◆ WHAT YOU NEED TO DO ◆
Copy out, word for word, the stretch of the records from the line containing "Detect the folsom" through the line containing "[0,2,1270,952]", leaving out the pictures.

◆ MATERIAL SUPPLIED ◆
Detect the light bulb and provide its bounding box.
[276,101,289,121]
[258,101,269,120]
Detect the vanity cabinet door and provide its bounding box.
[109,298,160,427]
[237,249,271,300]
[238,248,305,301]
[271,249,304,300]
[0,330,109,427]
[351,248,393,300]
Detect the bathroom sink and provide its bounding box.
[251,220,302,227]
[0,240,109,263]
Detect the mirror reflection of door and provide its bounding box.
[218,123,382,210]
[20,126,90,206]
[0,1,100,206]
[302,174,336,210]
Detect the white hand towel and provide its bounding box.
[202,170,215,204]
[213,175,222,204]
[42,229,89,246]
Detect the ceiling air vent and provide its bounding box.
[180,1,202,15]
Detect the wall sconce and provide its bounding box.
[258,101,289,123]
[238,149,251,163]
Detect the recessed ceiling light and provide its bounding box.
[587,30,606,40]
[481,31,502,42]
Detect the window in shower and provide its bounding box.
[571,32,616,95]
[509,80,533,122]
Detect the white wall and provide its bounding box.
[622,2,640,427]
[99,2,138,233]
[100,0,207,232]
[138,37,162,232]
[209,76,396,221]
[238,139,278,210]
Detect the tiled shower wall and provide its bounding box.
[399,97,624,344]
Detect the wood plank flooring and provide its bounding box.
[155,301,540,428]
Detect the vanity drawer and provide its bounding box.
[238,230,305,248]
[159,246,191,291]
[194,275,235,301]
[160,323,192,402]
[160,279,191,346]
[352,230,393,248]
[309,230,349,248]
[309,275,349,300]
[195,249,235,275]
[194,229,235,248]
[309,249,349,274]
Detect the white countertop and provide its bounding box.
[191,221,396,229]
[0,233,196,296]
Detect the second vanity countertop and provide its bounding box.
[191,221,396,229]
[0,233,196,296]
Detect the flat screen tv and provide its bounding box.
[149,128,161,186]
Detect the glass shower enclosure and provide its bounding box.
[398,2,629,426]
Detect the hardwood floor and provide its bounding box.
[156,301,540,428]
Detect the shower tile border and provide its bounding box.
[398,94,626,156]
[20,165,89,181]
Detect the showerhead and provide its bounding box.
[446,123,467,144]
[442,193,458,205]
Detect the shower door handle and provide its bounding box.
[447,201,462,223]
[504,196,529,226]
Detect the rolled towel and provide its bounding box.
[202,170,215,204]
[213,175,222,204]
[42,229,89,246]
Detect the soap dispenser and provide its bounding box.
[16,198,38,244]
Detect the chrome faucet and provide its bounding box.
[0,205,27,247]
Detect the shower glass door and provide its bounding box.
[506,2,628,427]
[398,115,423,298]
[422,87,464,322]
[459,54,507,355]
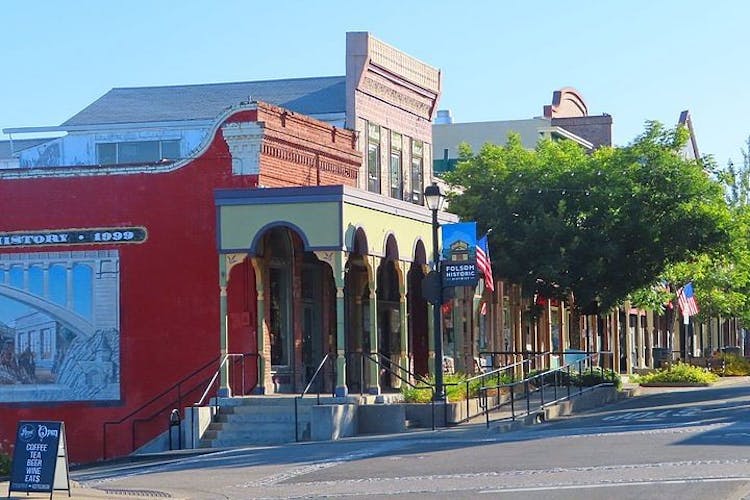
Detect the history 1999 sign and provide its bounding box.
[0,227,146,248]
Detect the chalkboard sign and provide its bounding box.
[8,421,70,498]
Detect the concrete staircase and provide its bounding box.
[199,395,354,448]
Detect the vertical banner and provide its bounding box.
[8,421,70,498]
[441,222,477,287]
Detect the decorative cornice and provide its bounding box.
[221,122,264,175]
[0,103,258,180]
[360,76,431,119]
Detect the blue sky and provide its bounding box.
[0,0,750,165]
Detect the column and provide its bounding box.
[366,256,382,394]
[645,311,656,368]
[623,302,634,374]
[315,251,352,397]
[250,257,274,394]
[423,265,442,374]
[635,309,646,368]
[218,254,232,398]
[393,260,412,388]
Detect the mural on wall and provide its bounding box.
[0,250,120,403]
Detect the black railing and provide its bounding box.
[191,352,259,429]
[294,352,336,441]
[102,358,219,459]
[479,351,617,427]
[455,351,552,423]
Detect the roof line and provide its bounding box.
[110,75,346,91]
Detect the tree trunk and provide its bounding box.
[568,306,583,349]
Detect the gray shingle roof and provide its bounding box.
[0,138,54,160]
[62,76,346,127]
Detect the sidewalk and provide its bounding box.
[10,377,750,500]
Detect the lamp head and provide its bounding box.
[424,182,445,210]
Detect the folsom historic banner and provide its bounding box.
[440,222,477,287]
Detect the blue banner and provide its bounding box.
[441,222,477,287]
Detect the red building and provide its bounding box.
[0,33,446,462]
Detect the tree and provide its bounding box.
[446,122,731,348]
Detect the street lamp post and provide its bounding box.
[424,182,445,401]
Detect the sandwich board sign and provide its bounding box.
[8,421,70,499]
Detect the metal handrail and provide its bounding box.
[452,351,554,422]
[361,353,444,431]
[479,351,617,427]
[294,352,335,441]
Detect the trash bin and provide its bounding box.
[651,347,672,368]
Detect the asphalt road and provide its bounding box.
[42,378,750,500]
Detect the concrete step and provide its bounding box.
[206,428,304,448]
[215,412,296,424]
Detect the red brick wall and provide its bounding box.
[0,103,360,463]
[258,103,362,187]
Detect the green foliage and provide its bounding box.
[631,363,719,384]
[401,373,482,403]
[445,122,733,310]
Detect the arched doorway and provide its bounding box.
[377,235,401,389]
[407,240,430,375]
[344,229,370,393]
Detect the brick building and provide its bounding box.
[0,33,455,462]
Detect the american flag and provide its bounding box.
[677,283,698,316]
[477,235,495,292]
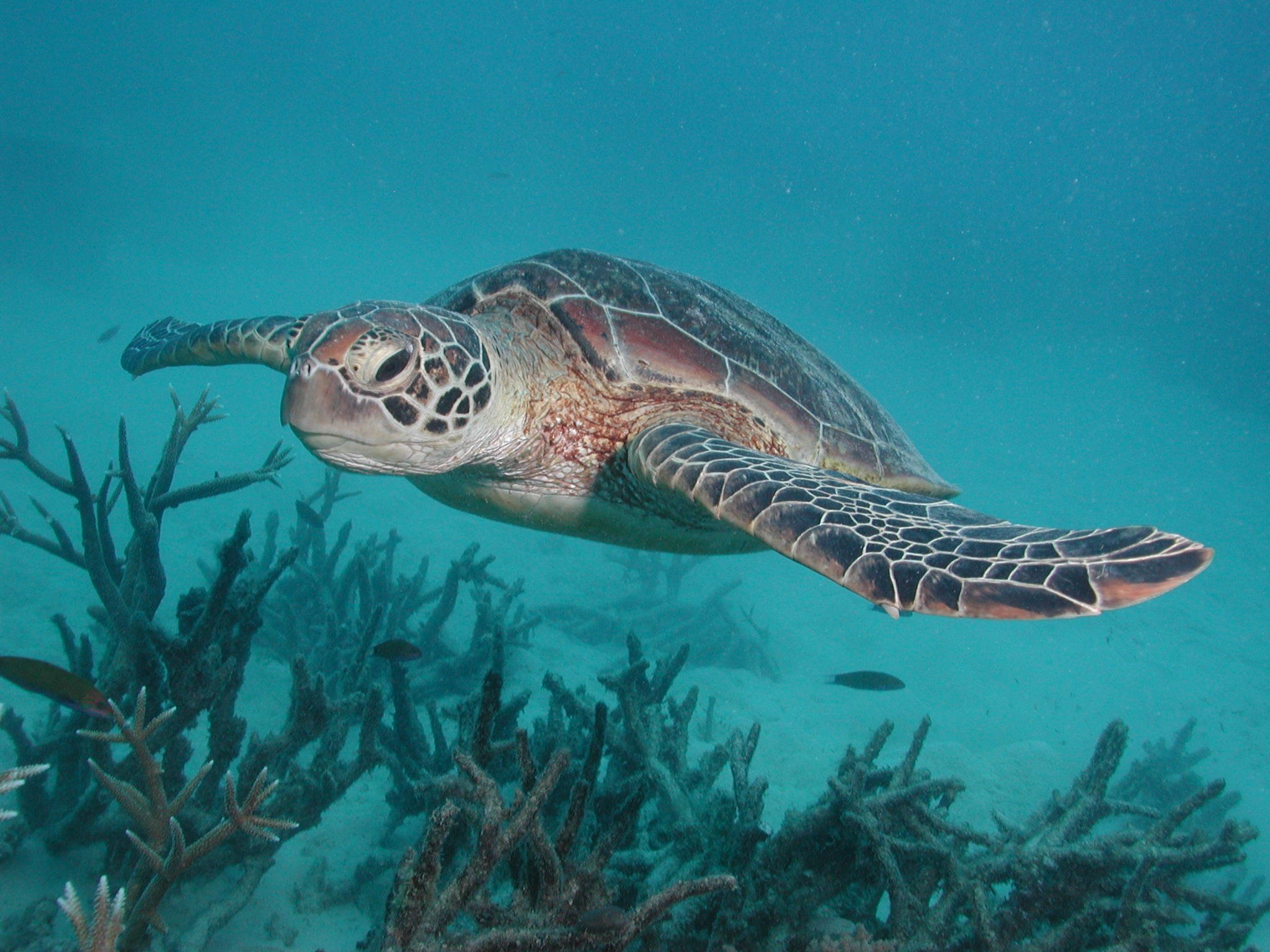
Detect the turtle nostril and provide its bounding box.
[375,348,411,383]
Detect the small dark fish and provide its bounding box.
[874,604,912,618]
[578,906,626,932]
[828,671,904,690]
[371,638,423,661]
[0,655,112,720]
[296,499,325,529]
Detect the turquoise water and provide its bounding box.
[0,2,1270,950]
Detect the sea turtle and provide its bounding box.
[122,250,1212,618]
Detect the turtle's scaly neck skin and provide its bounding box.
[411,306,762,553]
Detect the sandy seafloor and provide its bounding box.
[0,2,1270,952]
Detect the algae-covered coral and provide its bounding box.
[0,395,1266,952]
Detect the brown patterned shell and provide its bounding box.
[427,249,956,496]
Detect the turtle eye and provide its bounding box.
[375,348,411,383]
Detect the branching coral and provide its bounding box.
[57,876,127,952]
[0,705,48,820]
[715,720,1268,952]
[80,688,296,952]
[381,746,737,952]
[0,391,295,849]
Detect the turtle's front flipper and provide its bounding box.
[629,424,1213,618]
[120,316,305,377]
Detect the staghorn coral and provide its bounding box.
[0,705,48,820]
[77,688,297,952]
[0,391,295,849]
[57,876,127,952]
[713,720,1270,952]
[255,471,538,697]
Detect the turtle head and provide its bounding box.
[282,301,493,475]
[121,301,497,475]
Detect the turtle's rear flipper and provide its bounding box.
[120,316,303,377]
[629,424,1213,618]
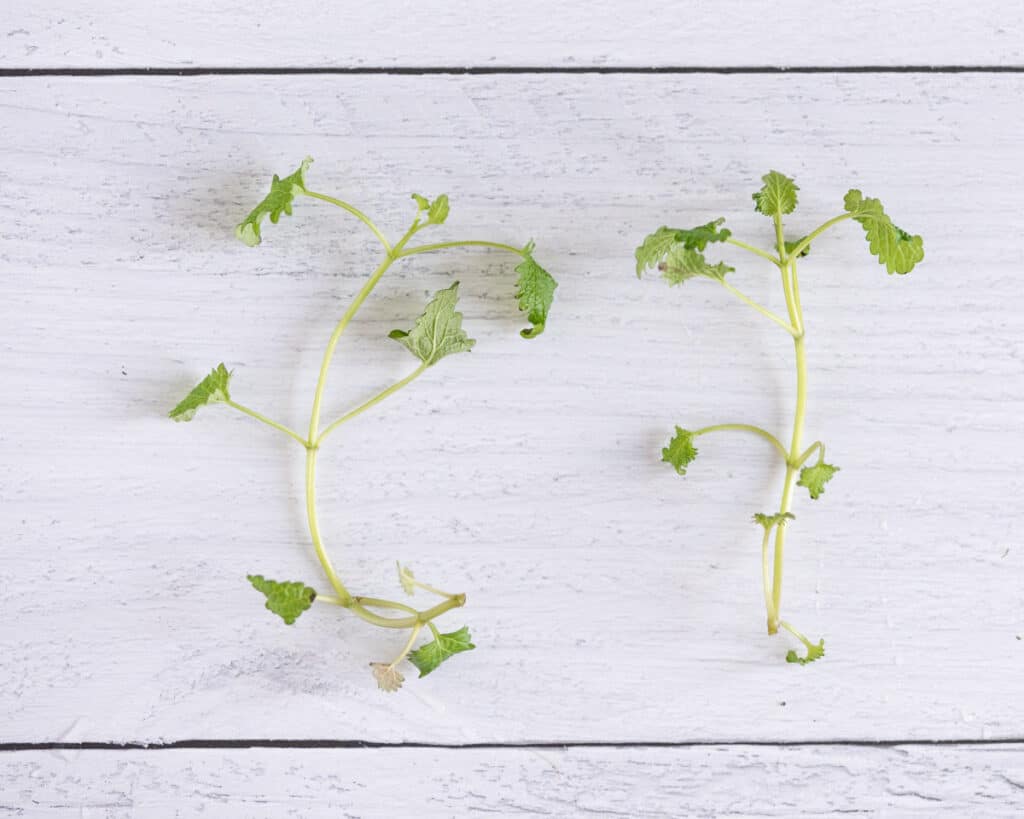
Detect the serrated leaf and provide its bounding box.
[168,363,231,421]
[515,250,558,339]
[785,640,825,665]
[634,218,732,278]
[658,245,735,285]
[843,188,925,273]
[395,562,416,596]
[234,157,313,248]
[409,626,476,677]
[662,427,697,475]
[370,662,406,693]
[248,574,316,626]
[753,171,800,216]
[754,512,797,529]
[388,282,476,367]
[797,462,840,501]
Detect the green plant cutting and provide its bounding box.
[636,171,925,664]
[170,158,557,691]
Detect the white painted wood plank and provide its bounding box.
[0,0,1024,68]
[0,76,1024,742]
[0,745,1024,819]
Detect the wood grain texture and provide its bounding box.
[0,745,1024,819]
[0,76,1024,745]
[0,0,1024,69]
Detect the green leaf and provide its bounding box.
[843,189,925,273]
[785,640,825,665]
[247,574,316,626]
[409,626,476,677]
[413,193,449,224]
[515,249,558,339]
[388,282,476,367]
[662,427,697,475]
[168,363,231,421]
[658,245,735,285]
[753,171,800,216]
[634,218,732,278]
[754,512,797,530]
[234,157,313,248]
[797,461,839,501]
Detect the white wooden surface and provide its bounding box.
[0,2,1024,817]
[0,0,1024,69]
[0,745,1024,819]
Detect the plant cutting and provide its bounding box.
[636,171,925,664]
[170,158,557,691]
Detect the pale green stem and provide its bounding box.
[397,240,523,258]
[692,424,790,462]
[725,236,779,265]
[761,526,778,632]
[388,623,423,669]
[778,620,817,649]
[303,190,391,255]
[718,278,797,336]
[790,213,853,257]
[224,398,309,446]
[316,363,428,446]
[794,441,825,468]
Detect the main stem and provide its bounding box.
[768,255,807,634]
[306,252,394,607]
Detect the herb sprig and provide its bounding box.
[176,158,557,691]
[636,171,925,664]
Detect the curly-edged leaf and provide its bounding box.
[234,157,313,248]
[394,562,416,596]
[662,427,697,475]
[843,188,925,273]
[753,171,800,216]
[388,282,476,367]
[248,574,316,626]
[754,512,797,530]
[785,640,825,665]
[409,626,476,677]
[797,461,839,501]
[168,363,231,421]
[370,662,406,693]
[515,249,558,339]
[658,245,735,285]
[634,218,732,278]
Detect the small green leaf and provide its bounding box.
[427,193,449,224]
[843,189,925,273]
[248,574,316,626]
[515,249,558,339]
[783,236,811,258]
[634,218,732,278]
[395,561,416,596]
[785,640,825,665]
[409,626,476,677]
[388,282,476,367]
[753,171,800,216]
[169,363,231,421]
[662,427,697,475]
[234,157,313,248]
[797,461,839,501]
[658,245,735,285]
[754,512,797,530]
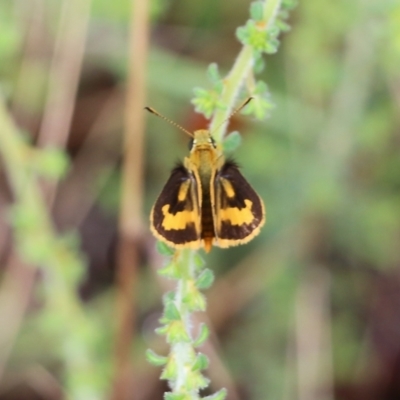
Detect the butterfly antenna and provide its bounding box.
[213,97,253,136]
[144,107,193,137]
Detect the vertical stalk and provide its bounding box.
[112,0,149,400]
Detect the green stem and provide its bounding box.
[210,0,282,142]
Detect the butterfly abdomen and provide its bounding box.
[201,189,215,251]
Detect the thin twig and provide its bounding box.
[112,0,149,400]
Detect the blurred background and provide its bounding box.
[0,0,400,400]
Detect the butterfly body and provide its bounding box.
[150,130,265,252]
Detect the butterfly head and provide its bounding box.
[189,129,217,152]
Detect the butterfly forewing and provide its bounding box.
[150,165,201,248]
[213,161,265,247]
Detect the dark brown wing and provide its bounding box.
[213,161,265,247]
[150,164,201,248]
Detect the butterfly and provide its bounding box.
[146,98,265,252]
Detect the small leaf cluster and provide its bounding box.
[146,244,226,400]
[236,0,295,58]
[192,63,224,118]
[192,0,296,125]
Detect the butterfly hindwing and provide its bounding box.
[150,164,201,248]
[213,161,265,247]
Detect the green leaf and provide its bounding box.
[164,392,186,400]
[250,1,264,22]
[182,279,206,311]
[222,133,241,154]
[196,268,214,289]
[192,353,210,371]
[146,349,168,367]
[158,261,180,279]
[160,357,178,381]
[161,301,181,323]
[207,63,221,84]
[165,320,191,343]
[32,148,69,179]
[203,388,228,400]
[193,323,210,347]
[156,240,175,256]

◆ FINISHED EXERCISE ◆
Detect the folsom historic banner and provide its bounding box.
[440,222,477,287]
Detect the blue banner and provide its bounding box.
[441,222,477,287]
Detect the red building and provide its bounding box.
[0,33,446,462]
Detect the tree and provide its bounding box.
[446,122,731,348]
Detect the street lamp post and provide its bounding box.
[424,182,445,401]
Detect the sandwich board sign and provide its bounding box.
[8,421,70,499]
Detect the metal handrail and provide its bounding box.
[452,351,554,422]
[361,353,444,431]
[479,351,617,427]
[294,352,335,441]
Detect the trash bin and provide its bounding box.
[651,347,672,368]
Detect the asphalt road and provide its bounding box.
[42,378,750,500]
Detect the concrete step and provide its bounding box.
[206,428,304,448]
[215,412,296,424]
Detect the red brick wall and provide its bounding box.
[0,103,360,463]
[258,103,362,187]
Detect the green foliage and provide its bounding box.
[631,363,719,384]
[401,373,482,403]
[445,122,733,310]
Detect the arched doorway and provide its bounding box.
[377,235,401,389]
[407,240,430,375]
[344,229,370,393]
Detect the brick building and provide its bounding box.
[0,33,455,462]
Detect the american flag and provide its bounding box.
[677,283,698,316]
[477,235,495,292]
Detect the turtle nostril and provide its bounding box.
[375,348,411,383]
Detect the small dark fish and provide its bounding box.
[874,604,912,618]
[578,906,626,932]
[828,671,904,690]
[371,638,423,661]
[0,655,112,720]
[296,499,325,529]
Detect the turquoise water and provide its bounding box.
[0,2,1270,950]
Detect the sea turtle and provide its bounding box.
[122,250,1212,618]
Detect the turtle's scaly neck skin and provide its bounding box.
[411,306,762,553]
Detect the sandy seafloor and provide its bounding box.
[0,2,1270,952]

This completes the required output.